## EXERCISE AIM
From the records below, copy the lines that include "dark".

++++

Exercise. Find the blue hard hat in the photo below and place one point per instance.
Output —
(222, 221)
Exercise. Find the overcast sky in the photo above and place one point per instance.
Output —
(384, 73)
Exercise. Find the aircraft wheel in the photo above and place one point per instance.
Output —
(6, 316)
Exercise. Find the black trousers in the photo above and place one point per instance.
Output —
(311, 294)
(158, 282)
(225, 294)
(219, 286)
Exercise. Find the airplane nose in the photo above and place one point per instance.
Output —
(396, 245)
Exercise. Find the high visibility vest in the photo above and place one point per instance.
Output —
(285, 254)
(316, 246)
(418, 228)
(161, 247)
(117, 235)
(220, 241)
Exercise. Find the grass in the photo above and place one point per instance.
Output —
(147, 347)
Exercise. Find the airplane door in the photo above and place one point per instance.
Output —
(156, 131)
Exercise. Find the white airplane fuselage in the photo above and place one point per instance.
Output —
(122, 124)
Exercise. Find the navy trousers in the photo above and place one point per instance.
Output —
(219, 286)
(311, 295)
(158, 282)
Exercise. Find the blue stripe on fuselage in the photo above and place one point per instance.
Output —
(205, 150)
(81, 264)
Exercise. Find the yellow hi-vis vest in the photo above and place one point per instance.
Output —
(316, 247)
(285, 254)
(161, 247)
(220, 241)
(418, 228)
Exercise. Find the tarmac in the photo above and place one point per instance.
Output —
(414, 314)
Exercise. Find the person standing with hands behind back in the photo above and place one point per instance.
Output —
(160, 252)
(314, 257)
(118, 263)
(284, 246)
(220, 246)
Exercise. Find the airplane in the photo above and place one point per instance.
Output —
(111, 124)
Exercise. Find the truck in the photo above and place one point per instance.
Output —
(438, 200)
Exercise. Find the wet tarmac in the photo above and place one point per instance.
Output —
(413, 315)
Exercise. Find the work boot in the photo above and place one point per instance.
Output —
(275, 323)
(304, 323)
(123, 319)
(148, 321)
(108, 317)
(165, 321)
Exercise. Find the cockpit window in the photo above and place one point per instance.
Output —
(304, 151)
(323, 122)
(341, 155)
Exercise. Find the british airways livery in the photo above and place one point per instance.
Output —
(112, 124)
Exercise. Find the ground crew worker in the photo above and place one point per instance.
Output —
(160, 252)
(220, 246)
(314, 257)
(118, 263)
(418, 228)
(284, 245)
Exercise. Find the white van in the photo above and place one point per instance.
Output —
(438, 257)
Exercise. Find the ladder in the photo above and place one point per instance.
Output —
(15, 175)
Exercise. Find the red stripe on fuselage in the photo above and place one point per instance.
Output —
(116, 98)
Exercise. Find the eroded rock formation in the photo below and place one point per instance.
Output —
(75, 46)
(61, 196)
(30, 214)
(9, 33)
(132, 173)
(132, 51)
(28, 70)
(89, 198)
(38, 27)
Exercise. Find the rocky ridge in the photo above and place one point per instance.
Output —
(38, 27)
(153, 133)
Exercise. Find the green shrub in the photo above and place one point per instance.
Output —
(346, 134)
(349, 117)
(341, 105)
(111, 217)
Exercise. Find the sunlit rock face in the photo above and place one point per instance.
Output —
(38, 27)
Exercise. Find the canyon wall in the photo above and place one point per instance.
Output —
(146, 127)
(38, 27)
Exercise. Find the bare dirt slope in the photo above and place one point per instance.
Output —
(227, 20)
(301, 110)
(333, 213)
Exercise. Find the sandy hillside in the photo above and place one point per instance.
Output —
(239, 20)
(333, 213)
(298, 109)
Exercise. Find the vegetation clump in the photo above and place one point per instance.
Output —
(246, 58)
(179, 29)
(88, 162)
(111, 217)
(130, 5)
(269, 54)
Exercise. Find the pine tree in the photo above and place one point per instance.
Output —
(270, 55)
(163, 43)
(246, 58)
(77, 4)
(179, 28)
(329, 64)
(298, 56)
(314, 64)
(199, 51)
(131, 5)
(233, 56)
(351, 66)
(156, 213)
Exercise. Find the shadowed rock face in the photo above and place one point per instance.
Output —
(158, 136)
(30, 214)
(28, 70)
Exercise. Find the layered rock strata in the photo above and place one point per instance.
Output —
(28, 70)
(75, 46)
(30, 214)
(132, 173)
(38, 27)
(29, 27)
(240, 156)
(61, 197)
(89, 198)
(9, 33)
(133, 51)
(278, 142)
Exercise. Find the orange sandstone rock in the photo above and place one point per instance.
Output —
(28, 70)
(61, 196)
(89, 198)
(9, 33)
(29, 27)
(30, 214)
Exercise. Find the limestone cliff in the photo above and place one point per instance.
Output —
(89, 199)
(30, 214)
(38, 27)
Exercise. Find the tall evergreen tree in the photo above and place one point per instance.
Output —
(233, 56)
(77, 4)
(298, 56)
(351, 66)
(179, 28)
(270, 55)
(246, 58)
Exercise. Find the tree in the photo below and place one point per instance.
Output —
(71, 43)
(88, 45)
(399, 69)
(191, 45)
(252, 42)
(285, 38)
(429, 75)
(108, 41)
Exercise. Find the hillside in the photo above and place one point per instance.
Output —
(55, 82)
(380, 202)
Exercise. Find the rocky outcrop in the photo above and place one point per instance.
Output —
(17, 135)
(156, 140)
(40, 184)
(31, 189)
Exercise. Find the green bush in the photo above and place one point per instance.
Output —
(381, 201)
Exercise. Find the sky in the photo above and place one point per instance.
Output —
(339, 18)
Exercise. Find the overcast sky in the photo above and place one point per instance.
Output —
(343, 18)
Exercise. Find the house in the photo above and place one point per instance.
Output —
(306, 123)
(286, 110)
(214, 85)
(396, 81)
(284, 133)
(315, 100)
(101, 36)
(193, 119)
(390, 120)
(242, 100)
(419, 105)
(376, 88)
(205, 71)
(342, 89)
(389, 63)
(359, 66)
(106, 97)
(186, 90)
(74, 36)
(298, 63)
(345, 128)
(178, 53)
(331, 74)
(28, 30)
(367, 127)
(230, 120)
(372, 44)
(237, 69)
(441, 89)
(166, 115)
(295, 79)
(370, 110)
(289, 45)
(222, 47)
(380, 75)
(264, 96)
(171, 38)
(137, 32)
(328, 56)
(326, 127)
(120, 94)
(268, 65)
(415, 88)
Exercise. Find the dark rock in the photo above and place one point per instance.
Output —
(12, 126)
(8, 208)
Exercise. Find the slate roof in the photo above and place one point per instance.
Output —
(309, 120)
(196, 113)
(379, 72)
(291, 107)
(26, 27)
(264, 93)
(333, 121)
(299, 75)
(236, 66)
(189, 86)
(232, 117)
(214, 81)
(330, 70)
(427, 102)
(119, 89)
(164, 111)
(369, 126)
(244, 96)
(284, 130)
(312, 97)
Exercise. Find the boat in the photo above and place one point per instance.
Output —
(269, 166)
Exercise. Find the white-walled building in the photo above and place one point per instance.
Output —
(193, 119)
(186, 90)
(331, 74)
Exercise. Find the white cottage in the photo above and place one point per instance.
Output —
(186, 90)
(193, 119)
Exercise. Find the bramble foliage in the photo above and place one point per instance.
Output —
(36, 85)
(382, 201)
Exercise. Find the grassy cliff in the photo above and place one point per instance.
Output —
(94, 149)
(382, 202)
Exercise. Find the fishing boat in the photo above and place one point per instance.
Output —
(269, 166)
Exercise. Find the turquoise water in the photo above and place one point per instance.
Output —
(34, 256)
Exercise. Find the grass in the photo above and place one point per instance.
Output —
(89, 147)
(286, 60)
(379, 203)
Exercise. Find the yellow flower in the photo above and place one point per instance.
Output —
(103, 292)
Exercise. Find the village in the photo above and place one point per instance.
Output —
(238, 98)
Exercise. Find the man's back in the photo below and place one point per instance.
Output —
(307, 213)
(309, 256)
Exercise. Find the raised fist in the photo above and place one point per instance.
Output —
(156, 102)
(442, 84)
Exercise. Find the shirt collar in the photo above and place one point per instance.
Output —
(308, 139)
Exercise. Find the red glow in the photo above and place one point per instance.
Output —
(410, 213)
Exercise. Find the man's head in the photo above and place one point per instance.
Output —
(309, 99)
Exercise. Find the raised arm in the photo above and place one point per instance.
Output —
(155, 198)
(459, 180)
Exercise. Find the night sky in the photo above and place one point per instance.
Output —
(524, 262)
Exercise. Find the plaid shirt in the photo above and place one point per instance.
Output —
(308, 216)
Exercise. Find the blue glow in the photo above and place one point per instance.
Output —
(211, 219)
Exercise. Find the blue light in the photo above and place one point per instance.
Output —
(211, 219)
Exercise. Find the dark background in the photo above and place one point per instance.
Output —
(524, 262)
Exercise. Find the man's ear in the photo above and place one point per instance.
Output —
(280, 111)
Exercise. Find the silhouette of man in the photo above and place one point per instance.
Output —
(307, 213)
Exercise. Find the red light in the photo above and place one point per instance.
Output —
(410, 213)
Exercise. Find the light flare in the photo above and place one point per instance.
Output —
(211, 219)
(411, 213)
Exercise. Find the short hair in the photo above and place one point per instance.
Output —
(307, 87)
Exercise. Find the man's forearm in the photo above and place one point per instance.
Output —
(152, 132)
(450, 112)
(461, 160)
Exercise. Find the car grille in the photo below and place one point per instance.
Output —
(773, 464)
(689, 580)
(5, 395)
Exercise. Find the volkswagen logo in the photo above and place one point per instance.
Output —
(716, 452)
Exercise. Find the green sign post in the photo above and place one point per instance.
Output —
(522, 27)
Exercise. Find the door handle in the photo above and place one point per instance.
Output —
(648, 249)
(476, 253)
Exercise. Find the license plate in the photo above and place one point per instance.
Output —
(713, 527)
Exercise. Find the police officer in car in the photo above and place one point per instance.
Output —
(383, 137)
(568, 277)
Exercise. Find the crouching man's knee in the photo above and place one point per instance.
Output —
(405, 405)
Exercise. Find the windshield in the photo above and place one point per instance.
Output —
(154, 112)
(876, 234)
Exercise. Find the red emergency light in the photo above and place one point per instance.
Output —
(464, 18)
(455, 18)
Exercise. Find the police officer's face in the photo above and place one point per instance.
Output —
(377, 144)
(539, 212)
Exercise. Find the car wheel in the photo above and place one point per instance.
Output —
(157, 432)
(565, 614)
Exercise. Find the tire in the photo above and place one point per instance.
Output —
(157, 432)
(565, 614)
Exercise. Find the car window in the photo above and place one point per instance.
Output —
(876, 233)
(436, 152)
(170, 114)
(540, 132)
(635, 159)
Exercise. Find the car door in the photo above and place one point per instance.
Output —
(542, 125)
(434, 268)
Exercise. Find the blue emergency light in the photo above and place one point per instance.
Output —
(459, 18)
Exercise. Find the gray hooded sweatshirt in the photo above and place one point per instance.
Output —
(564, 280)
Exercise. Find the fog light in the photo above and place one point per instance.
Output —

++++

## EXERCISE OUTPUT
Exercise. Find the dark rock in the photo above and place one point per instance.
Exercise. Find the dark background in the photo above and place one point per instance.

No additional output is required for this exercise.